**EXERCISE**
Copy the rows below without any change, starting at the line that contains "Identify where the oven door is" and ending at the line that contains "308,258 -> 342,378". Include both of those lines.

**RECORDS TO USE**
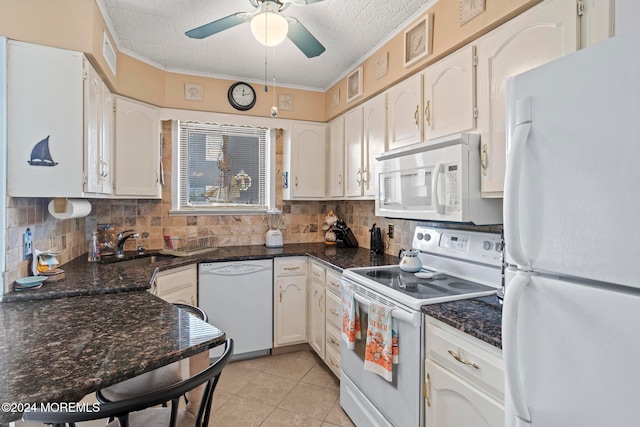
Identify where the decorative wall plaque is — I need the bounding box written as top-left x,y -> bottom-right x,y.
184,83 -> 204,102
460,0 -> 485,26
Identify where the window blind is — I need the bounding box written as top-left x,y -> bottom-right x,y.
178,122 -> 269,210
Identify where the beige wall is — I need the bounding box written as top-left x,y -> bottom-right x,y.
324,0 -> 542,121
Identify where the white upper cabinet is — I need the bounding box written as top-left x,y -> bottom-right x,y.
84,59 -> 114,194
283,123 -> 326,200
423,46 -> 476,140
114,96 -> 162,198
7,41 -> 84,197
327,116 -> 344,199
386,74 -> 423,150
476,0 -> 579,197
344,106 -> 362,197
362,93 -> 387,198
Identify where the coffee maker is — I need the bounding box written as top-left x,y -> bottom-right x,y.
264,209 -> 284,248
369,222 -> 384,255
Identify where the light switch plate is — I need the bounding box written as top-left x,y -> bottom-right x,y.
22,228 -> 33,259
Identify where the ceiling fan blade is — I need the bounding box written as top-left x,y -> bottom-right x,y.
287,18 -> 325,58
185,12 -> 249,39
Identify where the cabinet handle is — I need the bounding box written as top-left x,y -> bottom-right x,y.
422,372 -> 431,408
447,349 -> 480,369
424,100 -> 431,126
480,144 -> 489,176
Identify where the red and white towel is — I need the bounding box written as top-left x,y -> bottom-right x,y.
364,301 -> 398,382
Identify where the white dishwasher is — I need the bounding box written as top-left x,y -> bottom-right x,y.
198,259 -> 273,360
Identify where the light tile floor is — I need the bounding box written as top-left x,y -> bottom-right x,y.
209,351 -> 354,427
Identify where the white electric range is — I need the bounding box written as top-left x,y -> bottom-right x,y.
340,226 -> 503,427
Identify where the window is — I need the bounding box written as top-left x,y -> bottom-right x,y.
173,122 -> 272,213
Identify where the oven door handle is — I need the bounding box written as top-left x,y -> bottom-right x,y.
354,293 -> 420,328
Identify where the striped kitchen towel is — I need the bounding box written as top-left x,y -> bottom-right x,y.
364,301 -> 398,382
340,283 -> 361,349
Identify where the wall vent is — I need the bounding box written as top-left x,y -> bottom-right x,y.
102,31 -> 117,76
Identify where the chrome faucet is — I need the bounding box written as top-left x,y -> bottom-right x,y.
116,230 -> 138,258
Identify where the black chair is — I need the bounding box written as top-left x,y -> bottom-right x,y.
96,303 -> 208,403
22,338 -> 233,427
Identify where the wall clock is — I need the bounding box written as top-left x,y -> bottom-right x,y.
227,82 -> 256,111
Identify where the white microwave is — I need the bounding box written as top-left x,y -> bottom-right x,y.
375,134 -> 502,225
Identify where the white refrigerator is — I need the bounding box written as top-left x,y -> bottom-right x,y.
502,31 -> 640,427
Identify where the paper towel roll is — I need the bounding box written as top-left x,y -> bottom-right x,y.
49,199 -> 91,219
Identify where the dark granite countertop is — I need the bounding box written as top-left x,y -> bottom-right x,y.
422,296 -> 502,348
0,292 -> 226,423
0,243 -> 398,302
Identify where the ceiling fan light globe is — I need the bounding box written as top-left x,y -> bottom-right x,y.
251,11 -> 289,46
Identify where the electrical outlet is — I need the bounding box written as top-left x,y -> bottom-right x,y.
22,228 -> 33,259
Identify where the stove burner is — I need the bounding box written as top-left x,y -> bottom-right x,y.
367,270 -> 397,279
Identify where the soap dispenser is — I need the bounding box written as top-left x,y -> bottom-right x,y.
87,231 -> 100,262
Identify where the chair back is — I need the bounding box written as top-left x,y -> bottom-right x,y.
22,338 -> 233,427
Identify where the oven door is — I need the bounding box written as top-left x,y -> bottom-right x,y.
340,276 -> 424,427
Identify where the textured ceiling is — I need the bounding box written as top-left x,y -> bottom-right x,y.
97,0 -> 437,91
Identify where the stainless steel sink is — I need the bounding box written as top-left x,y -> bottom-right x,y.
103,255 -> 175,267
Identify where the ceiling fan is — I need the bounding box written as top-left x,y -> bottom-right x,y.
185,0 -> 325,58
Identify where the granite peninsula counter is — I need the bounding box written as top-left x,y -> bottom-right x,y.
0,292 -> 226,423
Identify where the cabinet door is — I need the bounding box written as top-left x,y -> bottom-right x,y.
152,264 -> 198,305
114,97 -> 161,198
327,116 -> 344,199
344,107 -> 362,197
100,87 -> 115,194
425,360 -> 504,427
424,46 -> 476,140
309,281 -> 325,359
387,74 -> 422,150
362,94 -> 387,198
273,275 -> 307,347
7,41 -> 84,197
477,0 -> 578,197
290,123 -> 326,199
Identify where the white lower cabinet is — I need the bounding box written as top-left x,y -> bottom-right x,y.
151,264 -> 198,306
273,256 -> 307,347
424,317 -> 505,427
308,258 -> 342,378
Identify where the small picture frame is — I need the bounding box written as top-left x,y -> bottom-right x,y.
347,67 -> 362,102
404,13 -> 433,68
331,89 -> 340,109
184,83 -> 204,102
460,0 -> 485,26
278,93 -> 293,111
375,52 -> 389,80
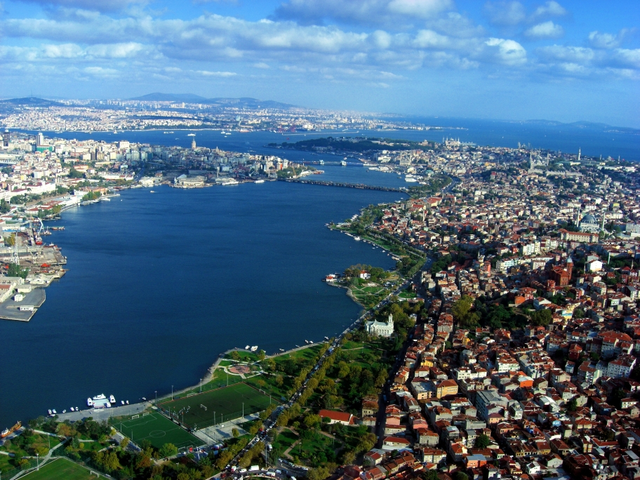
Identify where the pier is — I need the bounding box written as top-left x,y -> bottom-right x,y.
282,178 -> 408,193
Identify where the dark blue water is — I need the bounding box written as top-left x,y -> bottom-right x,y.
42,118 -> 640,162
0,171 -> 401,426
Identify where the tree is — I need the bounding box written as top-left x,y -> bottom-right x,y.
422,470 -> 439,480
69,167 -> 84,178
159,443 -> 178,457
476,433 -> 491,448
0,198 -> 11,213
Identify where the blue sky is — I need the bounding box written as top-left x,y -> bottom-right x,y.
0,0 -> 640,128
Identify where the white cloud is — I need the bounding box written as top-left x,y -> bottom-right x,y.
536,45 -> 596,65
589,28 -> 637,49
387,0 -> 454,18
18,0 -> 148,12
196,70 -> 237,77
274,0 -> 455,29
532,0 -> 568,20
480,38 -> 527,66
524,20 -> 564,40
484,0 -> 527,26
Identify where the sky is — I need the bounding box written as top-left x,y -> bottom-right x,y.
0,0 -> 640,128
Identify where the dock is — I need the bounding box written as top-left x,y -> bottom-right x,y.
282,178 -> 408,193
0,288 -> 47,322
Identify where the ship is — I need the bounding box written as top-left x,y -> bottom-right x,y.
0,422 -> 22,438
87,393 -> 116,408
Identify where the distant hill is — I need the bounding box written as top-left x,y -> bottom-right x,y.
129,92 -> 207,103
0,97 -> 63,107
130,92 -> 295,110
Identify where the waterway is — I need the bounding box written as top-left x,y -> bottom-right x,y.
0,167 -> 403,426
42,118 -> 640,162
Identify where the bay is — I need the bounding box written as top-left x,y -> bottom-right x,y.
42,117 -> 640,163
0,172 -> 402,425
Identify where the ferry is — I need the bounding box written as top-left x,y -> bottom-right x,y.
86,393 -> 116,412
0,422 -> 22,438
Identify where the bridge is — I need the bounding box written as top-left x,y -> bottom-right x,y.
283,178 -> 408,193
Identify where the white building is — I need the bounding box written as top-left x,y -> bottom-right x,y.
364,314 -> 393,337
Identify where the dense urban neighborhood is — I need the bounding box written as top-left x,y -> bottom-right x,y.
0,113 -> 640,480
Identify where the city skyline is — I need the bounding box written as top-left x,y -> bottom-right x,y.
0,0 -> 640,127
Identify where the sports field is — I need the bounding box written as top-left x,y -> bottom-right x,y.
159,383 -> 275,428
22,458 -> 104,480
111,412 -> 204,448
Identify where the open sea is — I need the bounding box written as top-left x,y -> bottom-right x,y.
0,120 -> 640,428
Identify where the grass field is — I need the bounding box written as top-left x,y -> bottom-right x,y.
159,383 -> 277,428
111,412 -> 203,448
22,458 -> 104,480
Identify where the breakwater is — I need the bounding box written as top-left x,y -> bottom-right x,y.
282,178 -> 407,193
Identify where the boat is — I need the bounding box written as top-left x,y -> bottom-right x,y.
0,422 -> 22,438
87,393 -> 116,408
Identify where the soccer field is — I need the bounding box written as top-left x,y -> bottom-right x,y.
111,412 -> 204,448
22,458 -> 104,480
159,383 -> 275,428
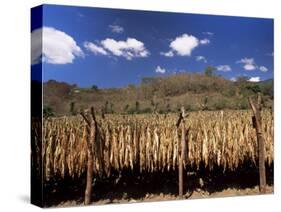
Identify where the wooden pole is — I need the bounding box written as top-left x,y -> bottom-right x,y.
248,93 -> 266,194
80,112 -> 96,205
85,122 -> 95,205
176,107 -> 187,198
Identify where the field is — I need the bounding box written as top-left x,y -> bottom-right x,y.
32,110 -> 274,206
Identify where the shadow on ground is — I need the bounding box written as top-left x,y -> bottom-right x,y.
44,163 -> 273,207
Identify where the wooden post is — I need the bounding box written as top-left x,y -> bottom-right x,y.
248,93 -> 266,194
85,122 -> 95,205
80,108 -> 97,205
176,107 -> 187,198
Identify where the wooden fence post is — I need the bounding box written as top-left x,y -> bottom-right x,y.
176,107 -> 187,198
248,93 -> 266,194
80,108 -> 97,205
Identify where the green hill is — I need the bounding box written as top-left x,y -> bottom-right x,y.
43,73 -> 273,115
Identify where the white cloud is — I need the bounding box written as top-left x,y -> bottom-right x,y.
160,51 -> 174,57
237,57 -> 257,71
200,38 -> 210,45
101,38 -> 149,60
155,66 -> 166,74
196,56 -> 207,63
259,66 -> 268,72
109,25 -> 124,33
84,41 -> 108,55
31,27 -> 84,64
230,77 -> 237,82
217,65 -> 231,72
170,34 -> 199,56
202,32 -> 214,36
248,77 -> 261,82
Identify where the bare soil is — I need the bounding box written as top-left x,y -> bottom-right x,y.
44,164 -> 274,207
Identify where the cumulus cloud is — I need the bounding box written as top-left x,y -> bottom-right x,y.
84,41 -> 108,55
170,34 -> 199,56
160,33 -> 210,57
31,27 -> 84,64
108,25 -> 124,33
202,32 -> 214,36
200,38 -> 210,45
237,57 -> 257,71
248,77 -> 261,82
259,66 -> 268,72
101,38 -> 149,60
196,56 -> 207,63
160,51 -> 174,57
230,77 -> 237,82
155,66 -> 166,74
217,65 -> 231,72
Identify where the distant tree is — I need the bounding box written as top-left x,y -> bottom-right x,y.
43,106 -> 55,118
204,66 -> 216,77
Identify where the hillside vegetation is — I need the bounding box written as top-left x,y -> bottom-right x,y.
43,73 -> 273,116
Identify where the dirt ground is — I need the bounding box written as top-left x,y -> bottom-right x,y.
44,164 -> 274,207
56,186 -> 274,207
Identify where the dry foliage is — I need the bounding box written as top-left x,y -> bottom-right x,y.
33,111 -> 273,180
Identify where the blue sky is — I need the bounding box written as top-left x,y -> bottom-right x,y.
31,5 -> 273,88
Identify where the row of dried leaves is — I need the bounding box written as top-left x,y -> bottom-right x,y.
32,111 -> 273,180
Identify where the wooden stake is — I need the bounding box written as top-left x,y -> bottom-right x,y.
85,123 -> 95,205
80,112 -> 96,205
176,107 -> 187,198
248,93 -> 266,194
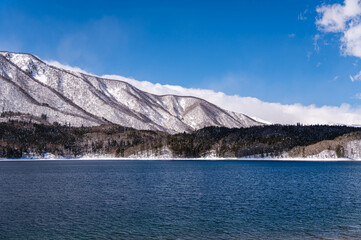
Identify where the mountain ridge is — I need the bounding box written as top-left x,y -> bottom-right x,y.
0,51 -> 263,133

**TASK ANSWER**
Identify where the oven door is — I need the bounding box written as top-left x,y -> bottom-right x,y.
340,276 -> 424,427
Identify where the textured ceiling is — I need the bounding box written as top-left x,y -> bottom-right x,y.
97,0 -> 437,91
Identify where the stainless steel sink is — I need the bounding box written as top-left x,y -> bottom-right x,y.
103,255 -> 175,267
Identify where the ceiling fan is — I need the bounding box written as top-left x,y -> bottom-right x,y.
185,0 -> 325,58
Identify where the granite peninsula counter is — I need the bounding box written as top-left x,y -> bottom-right x,y.
0,292 -> 226,423
Identify where the cabinet door is — I need the bounding box written as top-left x,y -> bottom-right x,y.
152,264 -> 198,305
114,97 -> 161,198
327,116 -> 344,199
344,107 -> 362,197
100,87 -> 115,194
425,360 -> 504,427
424,46 -> 476,140
309,281 -> 325,359
387,74 -> 422,150
362,94 -> 387,198
273,275 -> 307,347
7,41 -> 84,197
477,0 -> 578,197
290,123 -> 326,199
Identify where the white lower cabinet is — I need the bounding box written as top-left x,y -> bottom-right x,y.
151,264 -> 198,306
273,256 -> 307,347
424,317 -> 505,427
308,258 -> 342,378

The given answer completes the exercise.